• **Source text**:
_ _ _ _ _
The Baltimore and Ohio Railroad (now CSX Transportation) entered Connellsville on the right (east) side of the Youghiogheny River. This main line originated in Baltimore, passed through Cumberland, Maryland heading west followed the river to Pittsburgh, then continuing on to Chicago.

The Pennsylvania Railroad's Southwest branch from Greensburg entered Connellsville from Connellsville Township, crossing Route 119 and the North End, then crossing the Youghiogheny on a trestle in the middle of the town; this line terminated in Uniontown, Pennsylvania. The line has been abandoned, and the trestle was demolished in the late 1980s. It remains as a coal loading facility behind the location of the former Back Creek Lumber Co where the line was severed. This line is now operated by the Southwest Pennsylvania Railroad.

The Western Maryland Railroad's line crossed the Alleghenies from Cumberland and entered Connellsville on the right side of the Youghiogheny River, connecting with two separate railroad companies. The first connection was with the Pittsburgh and Lake Erie Railroad's line from Pittsburgh which continued down the right side of the river to Pittsburgh. This was in direct competition with the B & O directly across the river. The second connection of the Western Maryland was to the Norfolk and Western Railroad which crossed the river to the left side on the former Pittsburgh & West Virginia railroad bridge.

The Norfolk & Western branch was acquired by the Wheeling and Lake Erie Railroad, which built a new connection on the left side of the river to CSX, which severed the old line across the bridge. This historic bridge is now threatened with demolition. Several of these former railway lines have been abandoned and the right of way acquired for other uses. The former Western Maryland Railroad and Pittsburgh & Lake Erie lines are now the part of the Youghiogheny River Trail.
_ _ _ _ _
• **Activity**:
Please answer these from the Connellsville railroad text:
1. In what city did the Baltimore and Ohio main line originate?
2. When was the Pennsylvania Railroad's trestle over the Youghiogheny demolished?
3. Which two former lines are now part of the Youghiogheny River Trail?
The items that come next are not needed for the work here.
_ _ _ _ _
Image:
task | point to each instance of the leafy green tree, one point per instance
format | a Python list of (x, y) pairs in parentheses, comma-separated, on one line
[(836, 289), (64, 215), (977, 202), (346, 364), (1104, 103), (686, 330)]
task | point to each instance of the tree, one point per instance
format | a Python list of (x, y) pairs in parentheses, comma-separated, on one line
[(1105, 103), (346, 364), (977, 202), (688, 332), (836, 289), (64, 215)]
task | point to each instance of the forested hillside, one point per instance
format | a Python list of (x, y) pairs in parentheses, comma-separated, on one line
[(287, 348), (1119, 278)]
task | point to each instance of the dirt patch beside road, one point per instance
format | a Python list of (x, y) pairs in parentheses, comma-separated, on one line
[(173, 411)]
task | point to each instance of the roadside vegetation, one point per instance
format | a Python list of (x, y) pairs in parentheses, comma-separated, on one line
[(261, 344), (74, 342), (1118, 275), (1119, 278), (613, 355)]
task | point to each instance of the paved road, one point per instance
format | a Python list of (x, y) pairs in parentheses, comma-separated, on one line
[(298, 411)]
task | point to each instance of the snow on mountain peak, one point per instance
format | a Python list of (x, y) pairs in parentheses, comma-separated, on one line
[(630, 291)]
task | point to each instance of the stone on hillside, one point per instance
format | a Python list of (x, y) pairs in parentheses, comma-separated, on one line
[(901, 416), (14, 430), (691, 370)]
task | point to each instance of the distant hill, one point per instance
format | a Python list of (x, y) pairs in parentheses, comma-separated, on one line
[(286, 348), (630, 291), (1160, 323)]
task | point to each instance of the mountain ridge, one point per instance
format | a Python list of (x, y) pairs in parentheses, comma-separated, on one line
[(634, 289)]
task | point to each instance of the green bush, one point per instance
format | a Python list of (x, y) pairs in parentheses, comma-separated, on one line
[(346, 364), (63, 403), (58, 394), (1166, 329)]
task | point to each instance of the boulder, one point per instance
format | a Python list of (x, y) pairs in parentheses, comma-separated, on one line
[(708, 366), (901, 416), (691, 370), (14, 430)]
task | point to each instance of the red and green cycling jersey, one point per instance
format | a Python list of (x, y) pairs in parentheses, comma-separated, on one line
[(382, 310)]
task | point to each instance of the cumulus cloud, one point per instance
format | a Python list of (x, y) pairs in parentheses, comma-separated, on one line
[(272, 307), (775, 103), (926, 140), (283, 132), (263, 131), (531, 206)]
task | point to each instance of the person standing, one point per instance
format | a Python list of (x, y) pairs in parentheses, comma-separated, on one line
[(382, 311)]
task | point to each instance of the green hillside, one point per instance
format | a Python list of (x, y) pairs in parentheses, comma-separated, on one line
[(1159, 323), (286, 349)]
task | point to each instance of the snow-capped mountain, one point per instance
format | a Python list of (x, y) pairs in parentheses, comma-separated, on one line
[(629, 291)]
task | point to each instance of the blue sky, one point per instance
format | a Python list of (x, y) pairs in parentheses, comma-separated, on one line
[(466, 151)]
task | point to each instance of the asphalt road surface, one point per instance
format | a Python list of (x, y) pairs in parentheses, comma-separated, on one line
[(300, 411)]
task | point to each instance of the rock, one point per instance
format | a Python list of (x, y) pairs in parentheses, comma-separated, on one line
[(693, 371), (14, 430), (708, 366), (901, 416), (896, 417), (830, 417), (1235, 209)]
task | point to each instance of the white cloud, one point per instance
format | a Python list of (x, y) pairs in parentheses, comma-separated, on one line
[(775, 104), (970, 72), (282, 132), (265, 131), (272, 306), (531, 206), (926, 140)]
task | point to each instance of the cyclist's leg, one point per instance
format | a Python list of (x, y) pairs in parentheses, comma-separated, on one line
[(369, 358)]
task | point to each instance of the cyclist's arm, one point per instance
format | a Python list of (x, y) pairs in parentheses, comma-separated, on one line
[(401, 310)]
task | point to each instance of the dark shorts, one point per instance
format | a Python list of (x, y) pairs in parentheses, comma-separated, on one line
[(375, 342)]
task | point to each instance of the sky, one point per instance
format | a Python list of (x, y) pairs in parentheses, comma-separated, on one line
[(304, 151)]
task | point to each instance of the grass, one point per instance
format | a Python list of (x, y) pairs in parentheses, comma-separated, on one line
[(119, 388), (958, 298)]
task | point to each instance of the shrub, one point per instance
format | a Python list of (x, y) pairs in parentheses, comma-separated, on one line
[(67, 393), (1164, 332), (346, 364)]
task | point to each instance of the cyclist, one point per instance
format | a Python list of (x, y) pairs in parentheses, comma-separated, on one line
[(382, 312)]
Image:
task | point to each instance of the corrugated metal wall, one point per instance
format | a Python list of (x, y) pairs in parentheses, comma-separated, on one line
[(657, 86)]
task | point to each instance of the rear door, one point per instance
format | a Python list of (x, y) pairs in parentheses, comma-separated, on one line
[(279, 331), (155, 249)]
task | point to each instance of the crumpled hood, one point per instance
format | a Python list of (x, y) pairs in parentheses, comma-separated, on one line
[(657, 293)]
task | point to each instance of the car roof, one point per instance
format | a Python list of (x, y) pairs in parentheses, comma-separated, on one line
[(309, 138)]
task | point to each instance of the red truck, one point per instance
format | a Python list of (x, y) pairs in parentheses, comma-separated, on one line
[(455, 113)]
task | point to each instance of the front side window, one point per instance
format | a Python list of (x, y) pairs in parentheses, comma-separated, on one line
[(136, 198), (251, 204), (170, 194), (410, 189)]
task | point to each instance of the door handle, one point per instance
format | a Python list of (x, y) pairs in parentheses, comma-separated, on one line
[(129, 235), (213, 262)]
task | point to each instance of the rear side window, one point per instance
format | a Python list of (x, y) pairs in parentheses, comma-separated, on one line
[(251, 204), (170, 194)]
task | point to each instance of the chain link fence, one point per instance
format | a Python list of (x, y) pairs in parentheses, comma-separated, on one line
_ _ _ _ _
• **Response below**:
1. Baltimore
2. In the late 1980s
3. The Western Maryland Railroad and Pittsburgh & Lake Erie lines